Work instructions »
Could you give the number of lines in the entries below that contain the word "grass"? Only the number is wanted.

(Records drawn from a dataset)
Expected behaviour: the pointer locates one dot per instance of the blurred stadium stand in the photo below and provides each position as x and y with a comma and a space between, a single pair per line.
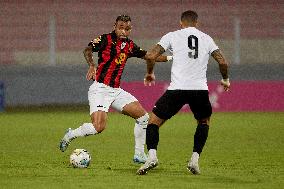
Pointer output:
24, 37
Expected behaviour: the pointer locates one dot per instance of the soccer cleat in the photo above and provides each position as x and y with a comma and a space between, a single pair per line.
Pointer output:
193, 164
193, 168
140, 158
65, 141
149, 164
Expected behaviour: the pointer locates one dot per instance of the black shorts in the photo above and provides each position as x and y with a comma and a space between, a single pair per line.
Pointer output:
173, 100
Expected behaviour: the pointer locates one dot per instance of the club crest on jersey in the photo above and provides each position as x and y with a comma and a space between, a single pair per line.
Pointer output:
122, 45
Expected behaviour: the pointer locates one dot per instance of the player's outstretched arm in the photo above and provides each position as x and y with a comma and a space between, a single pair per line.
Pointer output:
88, 54
223, 67
150, 58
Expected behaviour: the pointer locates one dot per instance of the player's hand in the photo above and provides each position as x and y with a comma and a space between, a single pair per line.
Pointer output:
226, 84
149, 79
91, 75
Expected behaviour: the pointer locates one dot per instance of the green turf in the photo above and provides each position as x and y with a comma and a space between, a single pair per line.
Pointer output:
244, 150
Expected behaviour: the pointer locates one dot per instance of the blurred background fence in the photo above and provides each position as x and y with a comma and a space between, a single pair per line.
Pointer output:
41, 59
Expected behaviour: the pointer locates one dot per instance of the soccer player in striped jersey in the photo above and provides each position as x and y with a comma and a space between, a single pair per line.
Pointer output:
191, 49
113, 51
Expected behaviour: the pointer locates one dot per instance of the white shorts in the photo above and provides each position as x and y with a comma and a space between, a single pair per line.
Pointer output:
101, 97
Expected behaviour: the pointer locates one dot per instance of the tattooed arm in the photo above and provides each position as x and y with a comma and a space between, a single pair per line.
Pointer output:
88, 54
223, 67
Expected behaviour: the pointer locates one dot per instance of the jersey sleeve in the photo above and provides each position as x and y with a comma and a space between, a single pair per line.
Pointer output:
98, 43
211, 45
137, 52
165, 41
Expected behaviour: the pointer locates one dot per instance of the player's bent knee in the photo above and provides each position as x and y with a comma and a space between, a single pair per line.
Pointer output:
99, 126
143, 120
204, 121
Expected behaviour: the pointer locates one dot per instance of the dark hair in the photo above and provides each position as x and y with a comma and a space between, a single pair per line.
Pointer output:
189, 16
124, 18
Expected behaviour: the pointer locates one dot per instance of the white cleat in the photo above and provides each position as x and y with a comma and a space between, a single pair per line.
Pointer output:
139, 158
193, 168
193, 164
149, 164
65, 141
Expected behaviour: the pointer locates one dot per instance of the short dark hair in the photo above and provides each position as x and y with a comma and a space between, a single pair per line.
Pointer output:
189, 16
123, 17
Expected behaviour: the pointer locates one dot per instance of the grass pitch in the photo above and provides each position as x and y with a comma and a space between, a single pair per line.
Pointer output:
244, 150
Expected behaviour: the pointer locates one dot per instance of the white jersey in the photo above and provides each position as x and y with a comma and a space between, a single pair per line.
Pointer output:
191, 49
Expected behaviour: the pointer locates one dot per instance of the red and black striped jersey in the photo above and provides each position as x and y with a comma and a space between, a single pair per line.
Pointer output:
112, 56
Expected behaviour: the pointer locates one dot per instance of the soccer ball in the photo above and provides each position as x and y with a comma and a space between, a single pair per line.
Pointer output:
80, 158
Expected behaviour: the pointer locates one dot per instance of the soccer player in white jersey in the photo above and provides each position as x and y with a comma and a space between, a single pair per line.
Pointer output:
191, 49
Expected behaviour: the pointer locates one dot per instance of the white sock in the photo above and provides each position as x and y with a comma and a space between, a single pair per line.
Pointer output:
152, 154
84, 130
140, 133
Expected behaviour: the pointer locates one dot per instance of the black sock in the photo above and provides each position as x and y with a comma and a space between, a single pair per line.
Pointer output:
152, 136
200, 137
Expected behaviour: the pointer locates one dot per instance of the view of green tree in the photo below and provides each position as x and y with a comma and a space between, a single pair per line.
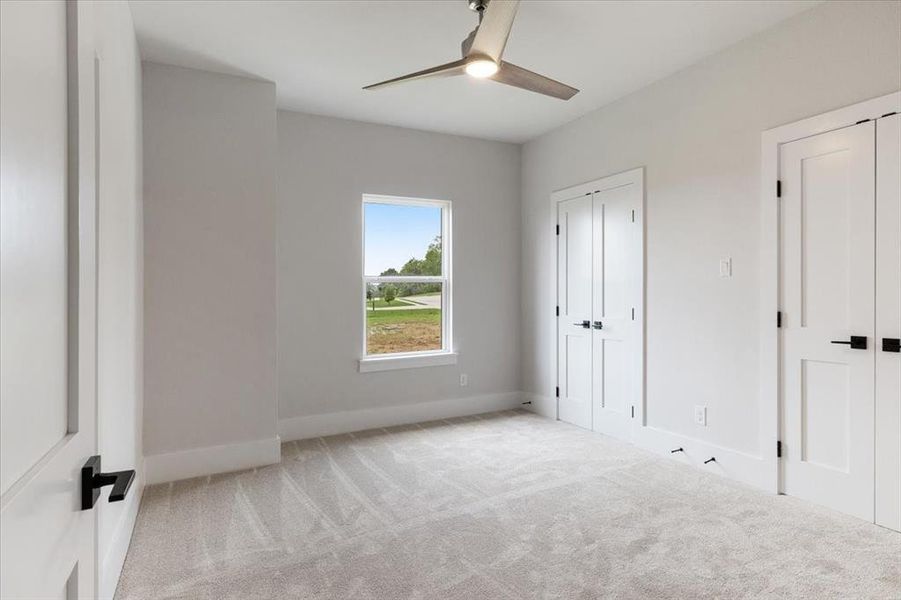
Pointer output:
430, 265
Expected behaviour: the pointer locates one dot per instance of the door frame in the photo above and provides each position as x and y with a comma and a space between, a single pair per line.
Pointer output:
770, 393
633, 176
31, 488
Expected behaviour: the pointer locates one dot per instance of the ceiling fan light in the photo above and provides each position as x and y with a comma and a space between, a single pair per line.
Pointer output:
481, 68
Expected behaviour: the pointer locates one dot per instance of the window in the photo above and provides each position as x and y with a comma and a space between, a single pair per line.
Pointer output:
406, 283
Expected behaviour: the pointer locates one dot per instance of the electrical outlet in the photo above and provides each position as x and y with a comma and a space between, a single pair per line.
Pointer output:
726, 267
701, 416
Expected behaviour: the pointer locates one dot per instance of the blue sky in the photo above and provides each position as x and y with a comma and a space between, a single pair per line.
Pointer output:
396, 233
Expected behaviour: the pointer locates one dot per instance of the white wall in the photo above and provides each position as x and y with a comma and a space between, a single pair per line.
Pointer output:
119, 279
698, 134
209, 272
325, 166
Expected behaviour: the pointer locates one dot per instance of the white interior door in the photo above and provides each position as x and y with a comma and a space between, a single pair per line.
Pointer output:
888, 321
574, 300
615, 267
47, 345
827, 289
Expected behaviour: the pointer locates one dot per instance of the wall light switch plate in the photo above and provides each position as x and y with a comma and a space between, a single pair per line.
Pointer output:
726, 267
701, 416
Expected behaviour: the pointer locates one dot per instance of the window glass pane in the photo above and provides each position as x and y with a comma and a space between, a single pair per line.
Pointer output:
403, 317
402, 239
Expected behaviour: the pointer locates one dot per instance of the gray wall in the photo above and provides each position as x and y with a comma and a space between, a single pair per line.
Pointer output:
209, 239
325, 166
698, 134
120, 280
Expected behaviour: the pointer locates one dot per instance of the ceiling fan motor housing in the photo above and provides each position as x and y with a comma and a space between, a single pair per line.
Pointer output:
478, 6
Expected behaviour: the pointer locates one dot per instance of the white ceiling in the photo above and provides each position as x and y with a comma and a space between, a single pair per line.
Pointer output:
320, 54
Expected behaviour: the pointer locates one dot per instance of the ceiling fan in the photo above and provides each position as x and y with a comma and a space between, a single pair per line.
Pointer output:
482, 51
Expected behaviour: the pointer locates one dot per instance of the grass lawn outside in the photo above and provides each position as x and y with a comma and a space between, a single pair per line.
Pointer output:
391, 331
380, 303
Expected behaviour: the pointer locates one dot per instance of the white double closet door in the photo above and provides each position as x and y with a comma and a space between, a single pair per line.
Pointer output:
599, 276
841, 309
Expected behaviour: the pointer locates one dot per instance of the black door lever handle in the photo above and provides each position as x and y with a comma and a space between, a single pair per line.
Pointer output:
857, 342
92, 480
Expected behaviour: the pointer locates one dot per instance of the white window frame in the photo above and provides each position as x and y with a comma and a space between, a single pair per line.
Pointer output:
428, 358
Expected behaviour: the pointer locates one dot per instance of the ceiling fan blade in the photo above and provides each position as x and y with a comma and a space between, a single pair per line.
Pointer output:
445, 70
510, 74
493, 31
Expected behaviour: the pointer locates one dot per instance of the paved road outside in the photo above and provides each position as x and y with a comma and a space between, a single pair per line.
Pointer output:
415, 302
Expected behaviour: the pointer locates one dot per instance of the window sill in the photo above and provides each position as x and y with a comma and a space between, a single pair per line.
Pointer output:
409, 361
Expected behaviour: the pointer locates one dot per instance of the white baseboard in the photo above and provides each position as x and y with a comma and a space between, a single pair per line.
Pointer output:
160, 468
756, 471
299, 428
111, 564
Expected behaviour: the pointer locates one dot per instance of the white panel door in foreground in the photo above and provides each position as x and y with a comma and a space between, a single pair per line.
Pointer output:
828, 281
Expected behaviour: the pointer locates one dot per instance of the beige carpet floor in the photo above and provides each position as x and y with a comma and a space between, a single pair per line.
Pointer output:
506, 505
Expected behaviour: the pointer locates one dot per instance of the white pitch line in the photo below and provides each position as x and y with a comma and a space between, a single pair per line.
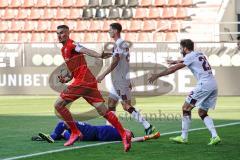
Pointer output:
102, 143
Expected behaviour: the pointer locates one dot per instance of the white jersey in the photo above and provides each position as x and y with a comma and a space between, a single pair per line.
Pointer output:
198, 64
120, 74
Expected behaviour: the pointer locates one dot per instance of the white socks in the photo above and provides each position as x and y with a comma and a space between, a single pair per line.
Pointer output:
209, 124
136, 115
186, 120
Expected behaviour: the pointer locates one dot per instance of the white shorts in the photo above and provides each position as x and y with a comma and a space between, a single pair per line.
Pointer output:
120, 92
202, 98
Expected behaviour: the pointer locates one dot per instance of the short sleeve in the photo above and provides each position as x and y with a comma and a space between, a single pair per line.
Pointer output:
188, 59
78, 47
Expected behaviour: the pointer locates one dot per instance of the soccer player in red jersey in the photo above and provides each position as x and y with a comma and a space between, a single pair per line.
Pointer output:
83, 85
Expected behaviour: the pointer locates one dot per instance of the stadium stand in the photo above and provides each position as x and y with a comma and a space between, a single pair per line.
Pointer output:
138, 17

Exercise solution »
2